▶ [GIVEN TASK]:
Scale the lines between the one holding "white van, one" and the one holding "x=287, y=213", inclusive. Reproduce each of these lines, requests included, multiplying the point coordinates in the answers by 0.35 and rounding to whole numbers with halves rounded up; leave the numbers in the requests and their format samples unchanged, and omit the pictures.

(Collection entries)

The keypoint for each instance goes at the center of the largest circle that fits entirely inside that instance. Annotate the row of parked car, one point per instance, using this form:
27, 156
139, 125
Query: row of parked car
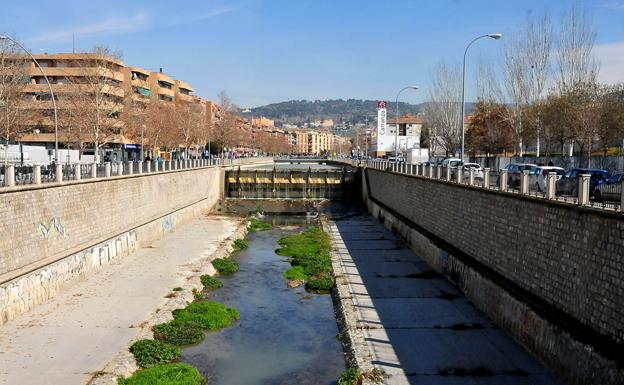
602, 185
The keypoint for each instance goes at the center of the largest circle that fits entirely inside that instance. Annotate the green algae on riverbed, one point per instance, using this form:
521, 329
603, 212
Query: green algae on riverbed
256, 224
150, 353
225, 266
310, 258
167, 374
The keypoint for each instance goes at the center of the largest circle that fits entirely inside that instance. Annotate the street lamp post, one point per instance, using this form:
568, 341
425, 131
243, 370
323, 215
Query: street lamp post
4, 37
396, 131
495, 36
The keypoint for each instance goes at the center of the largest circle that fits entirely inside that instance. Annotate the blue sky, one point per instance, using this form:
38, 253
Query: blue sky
263, 51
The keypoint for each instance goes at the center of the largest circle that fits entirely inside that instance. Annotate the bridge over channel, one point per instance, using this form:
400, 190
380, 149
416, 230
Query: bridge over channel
548, 273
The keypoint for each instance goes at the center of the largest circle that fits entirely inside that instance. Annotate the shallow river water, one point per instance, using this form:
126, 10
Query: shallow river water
285, 336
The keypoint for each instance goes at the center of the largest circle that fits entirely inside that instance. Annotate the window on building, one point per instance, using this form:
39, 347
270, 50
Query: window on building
164, 84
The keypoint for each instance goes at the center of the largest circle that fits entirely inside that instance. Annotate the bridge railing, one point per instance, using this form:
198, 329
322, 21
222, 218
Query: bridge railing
18, 175
607, 196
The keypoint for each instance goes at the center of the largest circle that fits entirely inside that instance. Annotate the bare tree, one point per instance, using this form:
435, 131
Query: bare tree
574, 62
526, 71
225, 128
13, 79
442, 112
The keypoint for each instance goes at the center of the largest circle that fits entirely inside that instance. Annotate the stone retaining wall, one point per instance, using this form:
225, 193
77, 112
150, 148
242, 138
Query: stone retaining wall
550, 274
53, 234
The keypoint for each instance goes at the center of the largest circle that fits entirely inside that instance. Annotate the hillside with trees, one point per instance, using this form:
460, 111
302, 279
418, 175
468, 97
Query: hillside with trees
349, 111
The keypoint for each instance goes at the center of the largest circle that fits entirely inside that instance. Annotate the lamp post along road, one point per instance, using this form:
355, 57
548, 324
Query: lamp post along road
495, 36
4, 37
396, 131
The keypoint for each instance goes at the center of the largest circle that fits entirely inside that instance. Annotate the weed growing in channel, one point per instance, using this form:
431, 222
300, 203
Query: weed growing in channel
179, 333
225, 266
256, 224
149, 353
209, 315
210, 282
240, 244
309, 253
167, 374
350, 377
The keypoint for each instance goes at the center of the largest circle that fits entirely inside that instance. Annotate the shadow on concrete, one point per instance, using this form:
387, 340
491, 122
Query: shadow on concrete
419, 327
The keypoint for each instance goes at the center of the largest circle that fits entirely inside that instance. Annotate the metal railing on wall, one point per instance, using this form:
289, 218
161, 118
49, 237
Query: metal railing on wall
18, 175
607, 196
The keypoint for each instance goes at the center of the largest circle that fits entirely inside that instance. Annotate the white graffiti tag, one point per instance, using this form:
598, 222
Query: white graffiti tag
45, 232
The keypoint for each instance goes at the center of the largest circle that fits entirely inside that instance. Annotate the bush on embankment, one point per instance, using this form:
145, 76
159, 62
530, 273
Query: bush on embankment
256, 224
225, 266
210, 283
310, 258
167, 374
149, 353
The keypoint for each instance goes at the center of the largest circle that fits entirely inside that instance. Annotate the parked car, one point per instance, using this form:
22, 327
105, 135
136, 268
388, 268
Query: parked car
478, 171
610, 189
538, 174
453, 162
568, 184
514, 171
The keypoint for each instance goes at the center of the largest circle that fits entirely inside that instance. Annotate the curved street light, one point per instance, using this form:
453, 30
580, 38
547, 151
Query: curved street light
396, 131
494, 36
4, 37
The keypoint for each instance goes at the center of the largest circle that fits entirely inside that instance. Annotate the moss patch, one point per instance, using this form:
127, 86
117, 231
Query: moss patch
225, 266
179, 333
168, 374
208, 315
309, 253
296, 273
256, 224
240, 244
210, 282
350, 377
149, 353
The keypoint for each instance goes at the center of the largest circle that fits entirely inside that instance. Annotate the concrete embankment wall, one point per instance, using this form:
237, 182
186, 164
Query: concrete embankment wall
549, 273
52, 234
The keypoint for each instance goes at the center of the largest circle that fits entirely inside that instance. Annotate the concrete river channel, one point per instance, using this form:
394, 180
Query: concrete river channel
285, 336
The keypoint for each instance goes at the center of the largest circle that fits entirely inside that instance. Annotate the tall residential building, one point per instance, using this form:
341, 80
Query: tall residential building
82, 75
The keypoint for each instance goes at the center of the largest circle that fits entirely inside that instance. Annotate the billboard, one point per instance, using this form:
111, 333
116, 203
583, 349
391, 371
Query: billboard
381, 123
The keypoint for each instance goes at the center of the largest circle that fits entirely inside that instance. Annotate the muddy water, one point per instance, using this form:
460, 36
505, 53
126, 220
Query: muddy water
284, 337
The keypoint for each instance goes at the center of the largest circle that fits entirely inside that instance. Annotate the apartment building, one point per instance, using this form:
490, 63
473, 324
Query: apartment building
312, 142
119, 86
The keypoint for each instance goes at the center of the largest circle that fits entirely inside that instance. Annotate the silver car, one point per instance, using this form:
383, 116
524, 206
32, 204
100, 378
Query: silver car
478, 171
538, 174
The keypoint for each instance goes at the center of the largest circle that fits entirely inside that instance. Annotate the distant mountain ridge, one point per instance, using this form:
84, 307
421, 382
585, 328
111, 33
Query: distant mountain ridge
349, 111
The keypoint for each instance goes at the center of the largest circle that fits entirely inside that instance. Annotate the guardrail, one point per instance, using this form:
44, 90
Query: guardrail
605, 196
15, 175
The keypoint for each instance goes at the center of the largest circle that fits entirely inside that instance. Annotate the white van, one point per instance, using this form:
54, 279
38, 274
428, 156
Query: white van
453, 162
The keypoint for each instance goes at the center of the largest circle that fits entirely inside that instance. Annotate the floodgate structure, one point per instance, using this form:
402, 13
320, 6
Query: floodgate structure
437, 280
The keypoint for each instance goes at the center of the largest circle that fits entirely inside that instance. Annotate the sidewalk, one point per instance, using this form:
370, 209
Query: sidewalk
407, 320
69, 339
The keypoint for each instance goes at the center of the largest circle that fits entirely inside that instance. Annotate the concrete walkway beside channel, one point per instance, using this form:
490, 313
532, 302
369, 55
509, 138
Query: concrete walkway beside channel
412, 323
76, 334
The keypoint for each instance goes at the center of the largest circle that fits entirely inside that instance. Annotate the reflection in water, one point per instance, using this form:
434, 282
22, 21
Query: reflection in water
285, 336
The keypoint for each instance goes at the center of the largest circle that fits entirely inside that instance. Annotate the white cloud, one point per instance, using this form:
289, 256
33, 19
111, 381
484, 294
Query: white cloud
610, 57
111, 26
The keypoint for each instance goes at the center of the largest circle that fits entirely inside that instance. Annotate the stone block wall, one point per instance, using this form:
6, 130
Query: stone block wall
550, 273
40, 224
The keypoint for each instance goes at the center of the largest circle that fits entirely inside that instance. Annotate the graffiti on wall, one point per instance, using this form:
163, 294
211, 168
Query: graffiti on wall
167, 223
47, 231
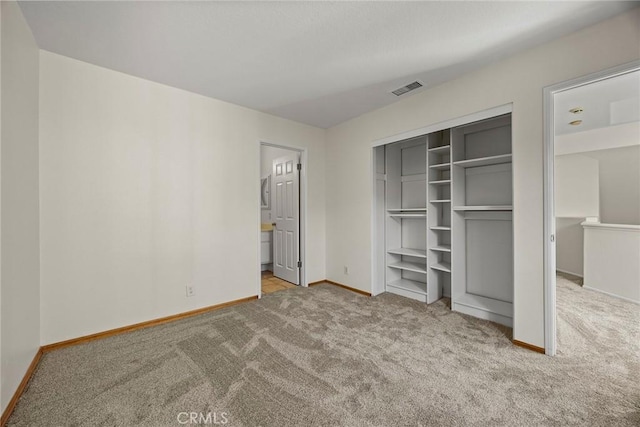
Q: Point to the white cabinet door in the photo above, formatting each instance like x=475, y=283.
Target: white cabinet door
x=287, y=213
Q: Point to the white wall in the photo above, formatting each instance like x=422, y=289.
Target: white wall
x=20, y=275
x=570, y=246
x=267, y=155
x=611, y=255
x=577, y=196
x=146, y=188
x=518, y=80
x=577, y=188
x=613, y=177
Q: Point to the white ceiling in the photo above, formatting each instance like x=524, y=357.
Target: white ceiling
x=319, y=63
x=609, y=102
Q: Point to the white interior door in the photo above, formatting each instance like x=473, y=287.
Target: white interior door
x=287, y=218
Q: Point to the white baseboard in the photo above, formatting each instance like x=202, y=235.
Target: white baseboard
x=610, y=294
x=570, y=272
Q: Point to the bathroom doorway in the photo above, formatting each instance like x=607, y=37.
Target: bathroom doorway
x=592, y=208
x=282, y=217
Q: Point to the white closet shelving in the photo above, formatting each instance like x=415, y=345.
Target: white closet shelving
x=406, y=202
x=482, y=227
x=439, y=221
x=448, y=218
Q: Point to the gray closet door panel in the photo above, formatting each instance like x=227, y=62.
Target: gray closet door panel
x=489, y=142
x=414, y=194
x=414, y=160
x=488, y=185
x=489, y=256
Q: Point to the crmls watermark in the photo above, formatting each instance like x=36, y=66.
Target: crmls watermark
x=208, y=418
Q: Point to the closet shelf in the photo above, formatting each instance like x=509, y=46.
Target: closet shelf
x=442, y=266
x=407, y=210
x=441, y=149
x=409, y=285
x=441, y=166
x=418, y=253
x=408, y=215
x=484, y=161
x=409, y=266
x=440, y=182
x=484, y=208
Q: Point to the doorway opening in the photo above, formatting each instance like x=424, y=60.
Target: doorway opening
x=592, y=201
x=282, y=217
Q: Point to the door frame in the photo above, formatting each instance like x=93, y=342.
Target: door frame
x=549, y=92
x=302, y=184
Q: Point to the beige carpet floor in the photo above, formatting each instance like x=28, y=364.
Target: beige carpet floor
x=325, y=356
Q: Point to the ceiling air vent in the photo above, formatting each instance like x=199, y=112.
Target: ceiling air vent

▶ [FINISHED EXERCISE]:
The keypoint for each instance goes at the center of the largest circle that fits entirely inside that instance. Annotate the white van, one point per instance, using this form:
54, 279
38, 274
428, 156
Query: white van
159, 57
The keypoint for each instance goes at the center of the largest circle that fits entirely inside that instance. Annotate the floodgate structure, one point per instance, using this form:
402, 13
320, 6
Query: floodgate structure
153, 98
The keypoint for each instance goes at the center of the largest circle that fits entirely inside that instance. Annotate the sidewalk, one point per instance, using this form:
370, 209
Query: sidewalk
142, 112
24, 119
The keypoint for each instance goes at the center of the largest circle that fits entirely inside that instance. Annotate the concrete walkway beside channel, one point per instance, using this form:
490, 313
532, 302
369, 55
509, 138
Query: concrete walkway beside channel
144, 113
27, 117
The keypoint for each instance goes at the center of the largest circle that fits entirely inside that instance. Annotate the reflection in water, one point per instance, using this form:
434, 282
22, 21
Query: reflection in water
100, 118
The keypoint for each instance goes at the center of the largest circle that fits entirely inside that instance. Annotate the white cloud, one point per instance, using this form:
289, 256
33, 19
111, 381
484, 294
Query: white cloud
214, 20
39, 9
The keypoint for each instance goes at the center of the largest circle that fits entirely inside that instance. Annotate the stone block wall, one point per instance, using this form:
6, 130
Query: stone block wall
193, 96
14, 78
The keypoint for each instance goes at the center of the largest circle that fits entirely inside that instance. Annotate the graffiti on wall, one point per instance, using this form:
163, 294
211, 168
Query: graffiti on wall
58, 78
16, 81
Q: Point to the white cabinet door in the photo above, formatting each instance like x=475, y=283.
Target: white cabinet door
x=100, y=75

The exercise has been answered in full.